» **Vastgelegde gegevens**:
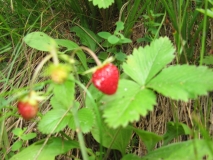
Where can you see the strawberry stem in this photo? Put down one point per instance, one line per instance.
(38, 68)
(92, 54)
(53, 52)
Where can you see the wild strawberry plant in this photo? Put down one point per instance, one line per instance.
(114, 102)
* * *
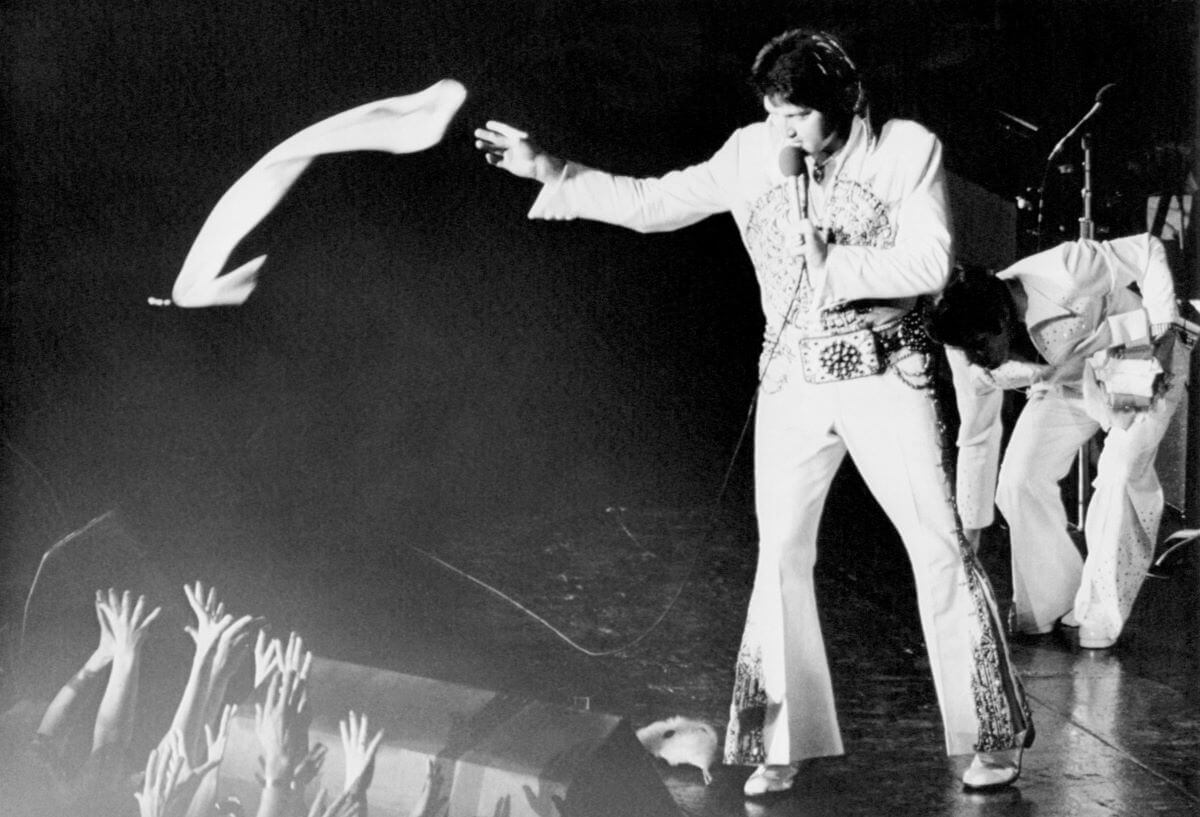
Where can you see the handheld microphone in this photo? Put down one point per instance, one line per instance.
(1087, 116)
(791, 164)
--
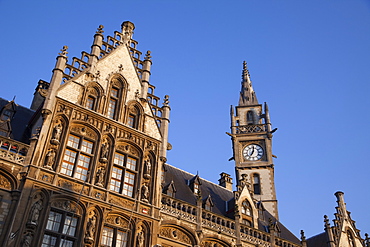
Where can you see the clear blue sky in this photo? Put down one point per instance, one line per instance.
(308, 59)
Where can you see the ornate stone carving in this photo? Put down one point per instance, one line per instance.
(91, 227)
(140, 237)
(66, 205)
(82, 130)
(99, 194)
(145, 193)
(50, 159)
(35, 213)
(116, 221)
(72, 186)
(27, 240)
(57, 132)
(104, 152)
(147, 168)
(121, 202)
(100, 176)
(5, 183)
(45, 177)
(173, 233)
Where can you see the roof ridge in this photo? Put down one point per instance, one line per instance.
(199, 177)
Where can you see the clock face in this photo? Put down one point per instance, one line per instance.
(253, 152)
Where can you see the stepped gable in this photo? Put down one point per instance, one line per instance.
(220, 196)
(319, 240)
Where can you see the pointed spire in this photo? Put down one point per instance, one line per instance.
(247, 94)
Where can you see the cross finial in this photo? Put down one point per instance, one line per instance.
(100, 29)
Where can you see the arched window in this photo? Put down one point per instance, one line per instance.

» **De opdracht**: Zet alles vanaf de regel met "Where can you see the cross" tot en met de regel met "Where can you see the arched" in een Markdown-tabel met de kolommen Nummer en Regel, en laat lege regels weg.

» **Antwoord**:
| Nummer | Regel |
|---|---|
| 1 | Where can you see the cross finial in this photo? Put down one point per instance, one line per instance. |
| 2 | (100, 29) |
| 3 | Where can you see the arched window in this photo? Put down one point per instance, one line per instance. |